An exact, complete copy of the entries that follow is needed.

═════ Data listing ═════

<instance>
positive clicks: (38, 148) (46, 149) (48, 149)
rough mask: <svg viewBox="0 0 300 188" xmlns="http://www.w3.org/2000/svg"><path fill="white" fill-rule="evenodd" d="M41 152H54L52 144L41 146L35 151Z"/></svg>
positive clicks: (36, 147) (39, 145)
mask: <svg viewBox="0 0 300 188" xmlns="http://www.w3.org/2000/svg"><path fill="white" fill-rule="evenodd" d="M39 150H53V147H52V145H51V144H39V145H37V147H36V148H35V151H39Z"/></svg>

═════

**Exercise answer**
<instance>
positive clicks: (38, 148) (46, 149) (48, 149)
rough mask: <svg viewBox="0 0 300 188" xmlns="http://www.w3.org/2000/svg"><path fill="white" fill-rule="evenodd" d="M41 152H54L52 144L41 146L35 151Z"/></svg>
positive clicks: (36, 147) (39, 145)
mask: <svg viewBox="0 0 300 188" xmlns="http://www.w3.org/2000/svg"><path fill="white" fill-rule="evenodd" d="M39 150H53V147H52V145H51V144H39V145H37V147H36V148H35V151H39Z"/></svg>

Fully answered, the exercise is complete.